» Exercise aim:
Rewrite the lines below, substituting "occurrence" for every "instance" and changing nothing else. Omit the pictures from your output.

» Excerpt from a dataset:
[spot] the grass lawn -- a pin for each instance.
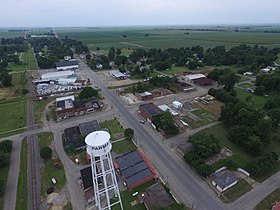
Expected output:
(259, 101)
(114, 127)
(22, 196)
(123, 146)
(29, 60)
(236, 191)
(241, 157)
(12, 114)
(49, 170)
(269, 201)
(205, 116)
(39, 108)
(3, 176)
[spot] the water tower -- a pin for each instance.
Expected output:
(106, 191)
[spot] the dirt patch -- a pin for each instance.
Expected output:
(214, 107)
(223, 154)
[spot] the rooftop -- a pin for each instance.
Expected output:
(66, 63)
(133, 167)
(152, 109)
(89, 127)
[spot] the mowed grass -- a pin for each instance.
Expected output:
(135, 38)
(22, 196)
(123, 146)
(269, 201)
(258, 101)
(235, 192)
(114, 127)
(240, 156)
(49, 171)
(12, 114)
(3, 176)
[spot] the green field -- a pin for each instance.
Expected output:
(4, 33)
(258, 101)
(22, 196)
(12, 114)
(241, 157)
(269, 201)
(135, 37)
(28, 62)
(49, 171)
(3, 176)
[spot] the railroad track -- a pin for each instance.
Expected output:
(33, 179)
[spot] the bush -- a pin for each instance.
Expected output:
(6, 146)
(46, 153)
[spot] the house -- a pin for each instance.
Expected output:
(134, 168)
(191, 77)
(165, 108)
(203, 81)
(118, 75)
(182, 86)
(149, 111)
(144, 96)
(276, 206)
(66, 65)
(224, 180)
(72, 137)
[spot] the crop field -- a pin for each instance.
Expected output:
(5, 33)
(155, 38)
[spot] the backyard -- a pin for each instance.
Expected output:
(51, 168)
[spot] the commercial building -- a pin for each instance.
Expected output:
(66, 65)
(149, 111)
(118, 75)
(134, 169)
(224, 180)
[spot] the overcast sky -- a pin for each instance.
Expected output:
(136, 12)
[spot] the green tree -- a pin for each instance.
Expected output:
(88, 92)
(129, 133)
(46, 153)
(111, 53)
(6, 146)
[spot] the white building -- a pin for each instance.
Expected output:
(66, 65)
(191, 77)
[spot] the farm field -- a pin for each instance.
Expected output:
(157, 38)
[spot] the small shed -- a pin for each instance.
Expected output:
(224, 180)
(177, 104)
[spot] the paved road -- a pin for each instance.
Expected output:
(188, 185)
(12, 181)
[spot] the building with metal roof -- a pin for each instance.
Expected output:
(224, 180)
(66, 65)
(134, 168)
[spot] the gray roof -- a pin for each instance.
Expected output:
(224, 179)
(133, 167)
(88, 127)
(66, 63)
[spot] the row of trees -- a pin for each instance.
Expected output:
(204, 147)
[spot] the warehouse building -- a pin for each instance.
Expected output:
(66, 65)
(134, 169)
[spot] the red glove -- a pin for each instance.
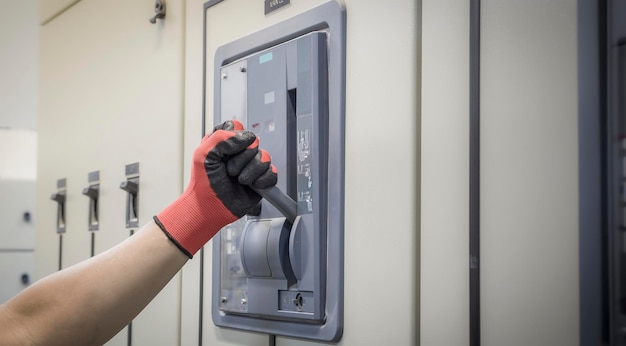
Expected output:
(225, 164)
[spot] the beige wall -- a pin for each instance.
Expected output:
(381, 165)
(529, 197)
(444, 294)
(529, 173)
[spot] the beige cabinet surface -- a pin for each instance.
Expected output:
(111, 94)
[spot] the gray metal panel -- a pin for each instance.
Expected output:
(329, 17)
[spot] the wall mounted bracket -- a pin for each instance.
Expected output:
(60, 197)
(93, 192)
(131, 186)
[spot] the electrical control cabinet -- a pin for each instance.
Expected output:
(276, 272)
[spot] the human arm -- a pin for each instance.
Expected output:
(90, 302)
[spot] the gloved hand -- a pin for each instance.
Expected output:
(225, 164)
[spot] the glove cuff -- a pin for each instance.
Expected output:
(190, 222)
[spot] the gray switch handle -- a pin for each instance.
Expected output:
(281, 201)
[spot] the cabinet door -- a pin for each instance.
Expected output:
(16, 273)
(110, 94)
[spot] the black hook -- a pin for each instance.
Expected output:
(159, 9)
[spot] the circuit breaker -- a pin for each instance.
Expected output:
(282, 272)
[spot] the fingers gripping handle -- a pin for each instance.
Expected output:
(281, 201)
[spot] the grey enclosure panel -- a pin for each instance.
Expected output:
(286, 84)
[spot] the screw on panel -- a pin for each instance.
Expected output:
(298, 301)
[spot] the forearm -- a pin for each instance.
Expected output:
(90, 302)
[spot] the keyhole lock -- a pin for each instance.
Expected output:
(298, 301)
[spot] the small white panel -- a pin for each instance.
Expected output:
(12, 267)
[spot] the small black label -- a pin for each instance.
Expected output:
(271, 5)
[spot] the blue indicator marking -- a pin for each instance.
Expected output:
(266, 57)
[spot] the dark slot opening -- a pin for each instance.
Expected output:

» Result of this exercise:
[spot] the grass lawn -- a pin for each occurrence.
Expected output:
(259, 101)
(114, 127)
(22, 196)
(123, 146)
(29, 60)
(236, 191)
(241, 157)
(12, 114)
(49, 170)
(269, 201)
(205, 116)
(39, 108)
(3, 176)
[spot] the water tower -- a pin for each occurrence.
Expected output:
(106, 191)
[spot] the dirt patch -- a pin for each occurrence.
Expected output:
(214, 107)
(223, 154)
[spot] the rooftop -- a pin for each occurrence.
Expected output:
(66, 63)
(133, 167)
(152, 109)
(89, 127)
[spot] the mowed grass -- a pin for each occurrence.
Expected output:
(135, 38)
(22, 196)
(123, 146)
(269, 201)
(258, 101)
(235, 192)
(114, 127)
(240, 156)
(49, 171)
(12, 114)
(3, 176)
[spot] the green field -- a pin for each occurrence.
Expected output:
(4, 33)
(258, 101)
(22, 196)
(12, 114)
(241, 157)
(269, 201)
(135, 37)
(28, 62)
(49, 171)
(3, 176)
[spot] the railroad track -- a pin for each occurrence.
Expected output:
(33, 179)
[spot] the bush -- a pin for each occurrence.
Expected output:
(6, 146)
(46, 153)
[spot] the house -- a pin for each occurrence.
Expected output:
(134, 168)
(191, 77)
(165, 108)
(203, 81)
(118, 75)
(182, 86)
(149, 111)
(144, 96)
(276, 206)
(66, 65)
(224, 180)
(72, 137)
[spot] the crop field -- a pin for each occurrence.
Expected output:
(5, 33)
(155, 38)
[spot] the backyard -- a pin for each occurrence.
Expected output:
(51, 168)
[spot] the commercial building -- a pin for each occurrence.
Expected output:
(66, 65)
(149, 111)
(118, 75)
(134, 169)
(224, 180)
[spot] the overcast sky -- a pin for each occurrence.
Expected output:
(136, 12)
[spot] the green tree -- a pin for each occurrence.
Expected output:
(88, 92)
(129, 133)
(46, 153)
(111, 53)
(6, 146)
[spot] the white building -- a pin for each occurrence.
Expected output:
(66, 65)
(191, 77)
[spot] the farm field -- a pin for each occurrence.
Expected output:
(157, 38)
[spot] the small shed -- a pin for each occurrence.
Expected output:
(224, 180)
(177, 104)
[spot] the paved road -- a pin for each occurrence.
Expected output:
(188, 185)
(12, 181)
[spot] the building with metal roof -- a pin for each occurrence.
Expected output:
(224, 180)
(66, 65)
(134, 168)
[spot] the gray roof -- a pin for each occurrence.
Expected output:
(224, 179)
(133, 167)
(88, 127)
(66, 63)
[spot] the row of trees -- a pin for each occurrence.
Expected output:
(204, 147)
[spot] the warehouse building -- a pin for each occurrence.
Expected output:
(66, 65)
(134, 169)
[spot] the red glove -- a pin for each occurrence.
Expected output:
(225, 164)
[spot] the beige wall -- a pin for each occurrence.
Expected output:
(381, 165)
(529, 197)
(444, 294)
(529, 173)
[spot] the beige cabinet surface -- a pin for each occurrence.
Expected output:
(111, 94)
[spot] the gray metal panel -- a pin for each occurrence.
Expected output:
(329, 17)
[spot] the wall mounted bracket -- a pin for each occurrence.
Expected output:
(60, 197)
(93, 192)
(131, 186)
[spot] the electrical control cabinet -- a pin for each occurrence.
Expected output:
(276, 272)
[spot] the human arm -- a pin for each occurrence.
Expected output:
(90, 302)
[spot] the gloved hand -- a pin for each occurrence.
Expected output:
(225, 164)
[spot] the glove cuff -- a pin for each occurrence.
Expected output:
(190, 222)
[spot] the gray switch handle -- a pin for each occurrence.
Expected output:
(281, 201)
[spot] the cabinet door -- a pin for each occurrence.
Expected output:
(16, 273)
(110, 94)
[spot] the black hook -- a pin for each occurrence.
Expected output:
(159, 9)
[spot] the circuit breaker -- a pin for each occurrence.
Expected output:
(282, 272)
[spot] the fingers gripping handle -- a pin for each occurrence.
Expected output:
(281, 201)
[spot] the grey enclosure panel -- a pin for each occurrence.
Expected output:
(286, 84)
[spot] the screw on panel -- a pin for each occurrence.
Expected output:
(298, 301)
[spot] the forearm -- a pin for each occurrence.
Expected output:
(90, 302)
[spot] the keyhole lock -- a pin for each occurrence.
Expected output:
(298, 301)
[spot] the small white panel -- a pin for each occurrence.
Expected output:
(12, 267)
[spot] the small black label -- a pin for each occurrence.
Expected output:
(271, 5)
[spot] the blue indicator marking -- a pin for each occurrence.
Expected output:
(266, 57)
[spot] the dark slot opening -- a pin for each occurrence.
Expected output:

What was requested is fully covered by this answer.